EXCERPT PROVIDED
----

On Thu, Nov 06, 2025 at 06:03:10PM -0800, Bobby Eshleman wrote:
On Thu, Nov 06, 2025 at 05:18:00PM +0100, Stefano Garzarella wrote:
On Thu, Oct 23, 2025 at 11:27:43AM -0700, Bobby Eshleman wrote:
> From: Bobby Eshleman <[email protected]>
>
> Add netns logic to vsock core. Additionally, modify transport hook
> prototypes to be used by later transport-specific patches (e.g.,
> *_seqpacket_allow()).
>
> Namespaces are supported primarily by changing socket lookup functions
> (e.g., vsock_find_connected_socket()) to take into account the socket
> namespace and the namespace mode before considering a candidate socket a
> "match".
>
> Introduce a dummy namespace struct, __vsock_global_dummy_net, to be
> used by transports that do not support namespacing. This dummy always
> has mode "global" to preserve previous CID behavior.
>
> This patch also introduces the sysctl /proc/sys/net/vsock/ns_mode that
> accepts the "global" or "local" mode strings.

----

(Extracted records)
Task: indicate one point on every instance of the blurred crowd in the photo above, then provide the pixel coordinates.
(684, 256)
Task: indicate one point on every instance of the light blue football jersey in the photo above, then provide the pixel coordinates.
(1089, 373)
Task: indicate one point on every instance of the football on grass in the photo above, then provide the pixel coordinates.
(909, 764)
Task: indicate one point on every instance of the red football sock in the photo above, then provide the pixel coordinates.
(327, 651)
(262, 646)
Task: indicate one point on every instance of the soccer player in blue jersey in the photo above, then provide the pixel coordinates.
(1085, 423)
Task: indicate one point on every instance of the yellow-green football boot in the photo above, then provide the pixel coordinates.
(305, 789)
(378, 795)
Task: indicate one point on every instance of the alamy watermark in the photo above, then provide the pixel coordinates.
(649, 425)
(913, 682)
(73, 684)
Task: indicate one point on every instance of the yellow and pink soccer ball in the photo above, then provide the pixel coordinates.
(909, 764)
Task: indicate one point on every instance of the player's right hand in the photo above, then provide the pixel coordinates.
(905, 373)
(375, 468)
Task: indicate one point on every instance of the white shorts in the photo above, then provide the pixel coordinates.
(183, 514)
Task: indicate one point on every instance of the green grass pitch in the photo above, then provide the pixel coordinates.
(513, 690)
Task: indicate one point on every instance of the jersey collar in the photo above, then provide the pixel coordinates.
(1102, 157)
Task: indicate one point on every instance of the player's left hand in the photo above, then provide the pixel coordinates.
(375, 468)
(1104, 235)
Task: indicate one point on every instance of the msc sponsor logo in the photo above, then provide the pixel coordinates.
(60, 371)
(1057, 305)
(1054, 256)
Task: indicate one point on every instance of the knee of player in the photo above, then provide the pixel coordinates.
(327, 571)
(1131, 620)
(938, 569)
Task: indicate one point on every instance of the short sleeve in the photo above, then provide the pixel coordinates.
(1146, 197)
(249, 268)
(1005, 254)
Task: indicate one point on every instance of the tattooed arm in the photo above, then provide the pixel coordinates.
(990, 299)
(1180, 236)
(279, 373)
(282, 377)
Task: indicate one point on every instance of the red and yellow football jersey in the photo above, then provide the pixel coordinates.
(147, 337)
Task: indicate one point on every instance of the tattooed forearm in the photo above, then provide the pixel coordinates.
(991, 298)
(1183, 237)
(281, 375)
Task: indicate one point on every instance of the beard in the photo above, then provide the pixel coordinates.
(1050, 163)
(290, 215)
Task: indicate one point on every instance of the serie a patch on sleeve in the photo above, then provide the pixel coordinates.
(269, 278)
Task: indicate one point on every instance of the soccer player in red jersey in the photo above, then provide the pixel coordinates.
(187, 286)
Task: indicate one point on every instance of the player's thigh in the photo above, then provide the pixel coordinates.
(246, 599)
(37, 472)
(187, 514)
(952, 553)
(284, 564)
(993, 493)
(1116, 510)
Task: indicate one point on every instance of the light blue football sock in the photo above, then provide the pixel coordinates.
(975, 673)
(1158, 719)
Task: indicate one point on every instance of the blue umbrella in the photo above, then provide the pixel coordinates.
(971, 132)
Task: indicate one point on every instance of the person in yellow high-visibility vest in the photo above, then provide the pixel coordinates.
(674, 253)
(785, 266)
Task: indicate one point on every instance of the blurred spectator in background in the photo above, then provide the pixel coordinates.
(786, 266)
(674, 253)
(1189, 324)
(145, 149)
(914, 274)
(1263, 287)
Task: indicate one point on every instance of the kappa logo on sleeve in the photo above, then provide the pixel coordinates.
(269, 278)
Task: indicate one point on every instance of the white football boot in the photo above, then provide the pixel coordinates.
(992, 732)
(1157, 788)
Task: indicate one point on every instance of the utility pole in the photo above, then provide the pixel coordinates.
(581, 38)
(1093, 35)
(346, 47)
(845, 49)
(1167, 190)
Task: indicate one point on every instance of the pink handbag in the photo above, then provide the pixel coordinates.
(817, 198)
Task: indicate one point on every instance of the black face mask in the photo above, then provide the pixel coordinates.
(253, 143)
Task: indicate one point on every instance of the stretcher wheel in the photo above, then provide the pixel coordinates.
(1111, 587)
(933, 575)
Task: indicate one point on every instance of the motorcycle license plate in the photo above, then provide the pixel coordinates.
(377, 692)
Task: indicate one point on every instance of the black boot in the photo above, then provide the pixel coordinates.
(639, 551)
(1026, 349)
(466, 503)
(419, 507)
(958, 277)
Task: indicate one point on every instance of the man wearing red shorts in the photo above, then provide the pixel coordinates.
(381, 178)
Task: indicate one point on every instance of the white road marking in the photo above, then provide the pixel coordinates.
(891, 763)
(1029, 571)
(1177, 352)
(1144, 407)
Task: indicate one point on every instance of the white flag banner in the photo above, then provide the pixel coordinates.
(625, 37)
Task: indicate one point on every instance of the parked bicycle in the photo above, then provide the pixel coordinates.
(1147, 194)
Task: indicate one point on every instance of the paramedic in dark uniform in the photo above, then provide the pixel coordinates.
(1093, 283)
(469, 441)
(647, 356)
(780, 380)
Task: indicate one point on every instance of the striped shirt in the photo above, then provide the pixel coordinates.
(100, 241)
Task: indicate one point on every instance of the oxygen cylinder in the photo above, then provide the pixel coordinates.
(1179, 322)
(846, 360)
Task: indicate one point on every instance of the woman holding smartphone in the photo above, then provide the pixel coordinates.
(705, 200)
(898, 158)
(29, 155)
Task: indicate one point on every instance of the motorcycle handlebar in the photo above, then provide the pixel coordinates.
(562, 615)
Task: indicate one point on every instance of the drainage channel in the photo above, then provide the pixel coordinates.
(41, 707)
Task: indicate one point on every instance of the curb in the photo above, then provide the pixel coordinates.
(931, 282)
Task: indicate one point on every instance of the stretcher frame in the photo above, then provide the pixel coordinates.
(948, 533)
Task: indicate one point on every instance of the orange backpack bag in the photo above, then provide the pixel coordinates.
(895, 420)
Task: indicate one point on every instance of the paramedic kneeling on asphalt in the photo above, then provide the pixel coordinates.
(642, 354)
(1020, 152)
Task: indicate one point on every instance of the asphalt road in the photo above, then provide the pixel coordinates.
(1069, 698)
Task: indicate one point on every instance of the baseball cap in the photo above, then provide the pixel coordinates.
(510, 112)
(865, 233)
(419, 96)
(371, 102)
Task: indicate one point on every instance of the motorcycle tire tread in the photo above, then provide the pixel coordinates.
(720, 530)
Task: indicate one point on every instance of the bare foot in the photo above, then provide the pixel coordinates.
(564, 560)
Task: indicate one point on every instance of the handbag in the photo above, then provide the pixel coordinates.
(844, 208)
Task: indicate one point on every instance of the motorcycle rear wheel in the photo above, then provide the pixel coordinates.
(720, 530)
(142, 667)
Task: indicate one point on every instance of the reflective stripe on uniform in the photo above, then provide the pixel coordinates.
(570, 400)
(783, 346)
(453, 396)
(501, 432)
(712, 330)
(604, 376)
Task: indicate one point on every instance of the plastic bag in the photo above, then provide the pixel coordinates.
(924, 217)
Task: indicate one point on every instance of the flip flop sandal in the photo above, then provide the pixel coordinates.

----

PARTS OF THE EXERCISE
1) Report each line of the rows that contains the string "blurred".
2) Write what comes next in the mailing-list thread about the vsock namespace patch, picking up after its final sentence.

SOLVED TASKS
1)
Task: indicate one point on every instance of the blurred crowd in the photo above, then provide the pixel coordinates.
Task: indicate one point on every instance of the blurred spectator in background in the photo above, then provide the pixel coordinates.

2)
>
> The transports (besides vhost) are modified to use the global dummy,
> which makes them behave as if always in the global namespace. Vhost is
> an exception because it inherits its namespace from the process that
> opens the vhost device.
>
> Add netns functionality (initialization, passing to transports, procfs,
> etc...) to the af_vsock socket layer. Later patches that add netns
> support to transports depend on this patch.
>
> seqpacket_allow() callbacks are modified to take a vsk so that transport
> implementations can inspect sock_net(sk) and vsk->net_mode when performing
> lookups (e.g., vhost does this in its future netns patch). Because the
> API change affects all transports, it seemed more appropriate to make
> this internal API change in the "vsock core" patch then in the "vhost"
> patch.
>
> Signed-off-by: Bobby Eshleman <[email protected]>
> ---
> Changes in v7:
> - hv_sock: fix hyperv build error
> - explain why vhost does not use the dummy
> - explain usage of __vsock_global_dummy_net
> - explain why VSOCK_NET_MODE_STR_MAX is 8 characters
> - use switch-case in vsock_net_mode_string()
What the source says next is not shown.